Instructions to follow> Starting at the line containing "Question. Identify every instance of the pile" and running through the last line of the items, lay out those lines as a JSON list of strings with one string per line, leaving out blank lines.

Task input>
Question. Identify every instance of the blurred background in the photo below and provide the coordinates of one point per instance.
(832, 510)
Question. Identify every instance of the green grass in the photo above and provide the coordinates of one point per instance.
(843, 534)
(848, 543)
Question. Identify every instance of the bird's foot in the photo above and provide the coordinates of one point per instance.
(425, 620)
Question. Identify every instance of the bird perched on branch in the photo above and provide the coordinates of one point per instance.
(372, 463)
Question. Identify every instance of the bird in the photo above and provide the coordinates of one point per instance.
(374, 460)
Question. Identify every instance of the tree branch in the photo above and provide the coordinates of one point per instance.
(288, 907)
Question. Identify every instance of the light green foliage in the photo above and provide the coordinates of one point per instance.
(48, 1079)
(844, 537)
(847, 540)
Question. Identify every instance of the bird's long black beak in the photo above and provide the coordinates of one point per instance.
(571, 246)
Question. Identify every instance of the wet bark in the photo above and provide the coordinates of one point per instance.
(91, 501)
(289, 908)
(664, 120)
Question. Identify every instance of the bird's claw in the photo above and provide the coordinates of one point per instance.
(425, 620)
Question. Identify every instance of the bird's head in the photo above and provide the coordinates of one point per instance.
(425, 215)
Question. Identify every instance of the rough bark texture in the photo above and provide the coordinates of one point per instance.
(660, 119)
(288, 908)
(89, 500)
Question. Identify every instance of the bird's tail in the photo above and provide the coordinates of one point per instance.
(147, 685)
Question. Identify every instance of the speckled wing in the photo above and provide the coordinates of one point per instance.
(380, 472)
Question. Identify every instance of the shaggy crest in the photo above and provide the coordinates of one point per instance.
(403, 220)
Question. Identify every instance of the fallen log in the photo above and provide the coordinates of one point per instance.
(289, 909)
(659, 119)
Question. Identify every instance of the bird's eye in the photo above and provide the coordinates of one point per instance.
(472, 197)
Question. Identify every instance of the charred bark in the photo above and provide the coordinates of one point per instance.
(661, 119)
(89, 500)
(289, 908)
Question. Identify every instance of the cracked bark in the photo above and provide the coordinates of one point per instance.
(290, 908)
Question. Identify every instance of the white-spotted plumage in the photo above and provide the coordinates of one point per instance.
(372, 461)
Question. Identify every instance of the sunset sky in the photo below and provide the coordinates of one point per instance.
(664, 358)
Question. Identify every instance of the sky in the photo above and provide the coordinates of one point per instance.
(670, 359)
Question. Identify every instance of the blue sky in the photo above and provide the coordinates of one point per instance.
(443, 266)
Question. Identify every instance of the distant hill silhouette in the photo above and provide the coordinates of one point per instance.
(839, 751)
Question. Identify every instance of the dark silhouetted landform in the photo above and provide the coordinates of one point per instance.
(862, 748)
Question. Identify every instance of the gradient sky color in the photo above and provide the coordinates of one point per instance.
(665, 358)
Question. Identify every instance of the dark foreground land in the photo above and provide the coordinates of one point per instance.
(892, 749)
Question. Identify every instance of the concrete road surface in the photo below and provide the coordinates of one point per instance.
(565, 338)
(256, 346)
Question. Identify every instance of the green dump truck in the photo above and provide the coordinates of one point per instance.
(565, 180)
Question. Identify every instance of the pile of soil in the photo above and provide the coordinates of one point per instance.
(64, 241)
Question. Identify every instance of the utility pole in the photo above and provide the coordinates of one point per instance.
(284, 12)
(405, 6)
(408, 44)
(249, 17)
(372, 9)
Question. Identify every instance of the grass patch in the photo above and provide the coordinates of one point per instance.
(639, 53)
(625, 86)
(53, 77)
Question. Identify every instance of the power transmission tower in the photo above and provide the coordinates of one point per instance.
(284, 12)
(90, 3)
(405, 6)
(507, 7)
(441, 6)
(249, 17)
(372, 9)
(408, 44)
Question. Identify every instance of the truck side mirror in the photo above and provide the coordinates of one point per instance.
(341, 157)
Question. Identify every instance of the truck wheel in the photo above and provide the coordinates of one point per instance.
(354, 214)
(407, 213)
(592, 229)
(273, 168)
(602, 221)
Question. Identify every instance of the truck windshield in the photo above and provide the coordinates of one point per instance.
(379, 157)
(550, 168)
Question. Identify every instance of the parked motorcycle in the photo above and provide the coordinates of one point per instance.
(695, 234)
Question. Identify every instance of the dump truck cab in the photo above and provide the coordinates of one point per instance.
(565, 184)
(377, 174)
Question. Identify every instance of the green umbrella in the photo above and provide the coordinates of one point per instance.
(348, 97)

Finished exercise>
[
  "Question. Identify every instance of the pile of soil in the photo above and provide the coordinates of one point per instance.",
  "(64, 241)",
  "Question. Identify every instance of the utility pole in the photo above and provide the coordinates of one point per instance.",
  "(284, 12)",
  "(405, 6)",
  "(408, 44)",
  "(249, 17)",
  "(372, 9)",
  "Question. Identify every instance of the grass patch in the photo above and provide the coordinates of one point per instance.",
  "(639, 53)",
  "(625, 86)",
  "(53, 77)",
  "Question. Identify every instance of the power transmission tower in the photo above and provide the coordinates of one point per instance.",
  "(284, 12)",
  "(90, 3)",
  "(405, 6)",
  "(507, 7)",
  "(441, 6)",
  "(249, 17)",
  "(372, 9)",
  "(408, 44)",
  "Question. Identify every instance of the truck side mirror in the photo above and provide the coordinates of one point per instance.",
  "(341, 157)",
  "Question. Identify every instance of the truck wheel in the photo above and provide the coordinates of one point per instance.",
  "(354, 214)",
  "(407, 213)",
  "(592, 229)",
  "(273, 168)",
  "(602, 221)",
  "Question. Identify every instance of the truck windshield in the photo above and provide the coordinates of one point per instance.",
  "(379, 157)",
  "(550, 168)",
  "Question. Identify every instance of the parked motorcycle in the photo above and provide the coordinates of one point per instance.",
  "(695, 234)",
  "Question. Identify every instance of the dump truck cab in the photo above and provide the coordinates of one point per instance.",
  "(565, 184)",
  "(377, 174)",
  "Question. Identify every instance of the green umbrella in the photo above and provide the coordinates of one point per instance.",
  "(348, 97)"
]